= Problèmes à résoudre =
1. Traduisez en anglais cette phrase de l'article sur la fièvre Q : « Deux tiers des éleveurs de ruminants qualifient de « faible » le risque d'introduction de la fièvre Q dans leur troupeau, montre un sondage commandé par le Comité fièvre Q et présenté le 18 mai. »
2. Reprenez l'article sur la fièvre Q chez les éleveurs de ruminants après sa dernière phrase et poursuivez-le.

= Texte retenu =
###
Ruminants
Les éleveurs de ruminants sous-estiment les risques liés à la fièvre Q

D’après un sondage présenté le 18 mai, seuls 10 % des éleveurs de ruminants estiment « élevé » le risque d’introduction de la fièvre Q dans leur cheptel. Or la prévalence réelle de cette maladie transmissible à l’homme est de 36 % des élevages en bovins et 56 % en caprins.

Les éleveurs de ruminants sous-estiment les risques liés à la fièvre Q
Pendant sa progression, la maladie peut évoluer vers une pneumonie atypique, qui peut mettre en cause le pronostic vital en raison d’un syndrome de détresse respiratoire aiguë (source : Wikipedia)

Deux tiers des éleveurs de ruminants qualifient de « faible » le risque d’introduction de la fièvre Q dans leur troupeau, montre un sondage commandé par le Comité fièvre Q et présenté le 18 mai. Seuls 10 % des agriculteurs estiment ce risque « élevé », d’après cette étude réalisée par l’institut Viavoice en septembre 2020 auprès de 375 éleveurs, 100 vétérinaires et 100 médecins. Une proportion largement inférieure à la prévalence réelle de cette maladie, à laquelle ont été exposés 36 % des élevages de bovins, 56 % en ovins et 61 % en caprins, selon une étude de 2017.
###
Entrées du jeu de données:
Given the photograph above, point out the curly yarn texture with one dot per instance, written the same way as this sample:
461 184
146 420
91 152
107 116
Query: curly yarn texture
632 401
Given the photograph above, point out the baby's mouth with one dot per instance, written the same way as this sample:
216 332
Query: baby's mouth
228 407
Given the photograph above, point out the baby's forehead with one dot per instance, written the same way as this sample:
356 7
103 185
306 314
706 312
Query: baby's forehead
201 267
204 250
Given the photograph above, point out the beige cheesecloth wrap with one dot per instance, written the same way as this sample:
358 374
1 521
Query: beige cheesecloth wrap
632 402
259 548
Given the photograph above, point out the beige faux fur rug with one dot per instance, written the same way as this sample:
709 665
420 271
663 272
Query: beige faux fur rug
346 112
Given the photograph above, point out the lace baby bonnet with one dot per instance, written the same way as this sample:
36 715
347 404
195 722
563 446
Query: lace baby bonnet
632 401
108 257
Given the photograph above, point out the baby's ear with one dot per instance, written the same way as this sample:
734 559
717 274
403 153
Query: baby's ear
###
= Réponses par tâche =
1. Two thirds of ruminant farmers rate the risk of Q fever being introduced into their herd as "low," according to a survey commissioned by the Comité fièvre Q and presented on May 18.

2.
Premier facteur explicatif de ce décalage : la majorité des animaux touchés sont asymptomatiques. Par ailleurs, les éleveurs ont en général tendance à minorer la menace des zoonoses (maladies animales transmissibles à l’homme). De même, 15 % estiment « élevé » le risque d’introduction de la tuberculose bovine dans leur cheptel.

Chaque année, 200 personnes hospitalisées

De leur côté, seuls 27 % des médecins trouvent « élevé » le risque lié à la fièvre Q pour la santé humaine. Chaque année, 200 personnes sont hospitalisées pour cette maladie. En zone d’élevage, 12 % des donneurs de sang sont porteurs d’anticorps indiquant un contact direct avec Coxiella burnetii, la bactérie responsable de la fièvre Q, d’après une étude parue en janvier dans la revue Zoonoses and public health. Une proportion qui grimpe à 56 % pour les éleveurs et 90 % pour les vétérinaires. Plus de trois quarts des éleveurs interrogés connaissent la fièvre Q, ne serait-ce que de nom. Son principal symptôme, les avortements, est bien identifié et cité spontanément par 43 % des éleveurs de bovins et 48 % des éleveurs de petits ruminants. La maladie peut aussi provoquer une baisse de 20 % de la production de lait chez les animaux malades.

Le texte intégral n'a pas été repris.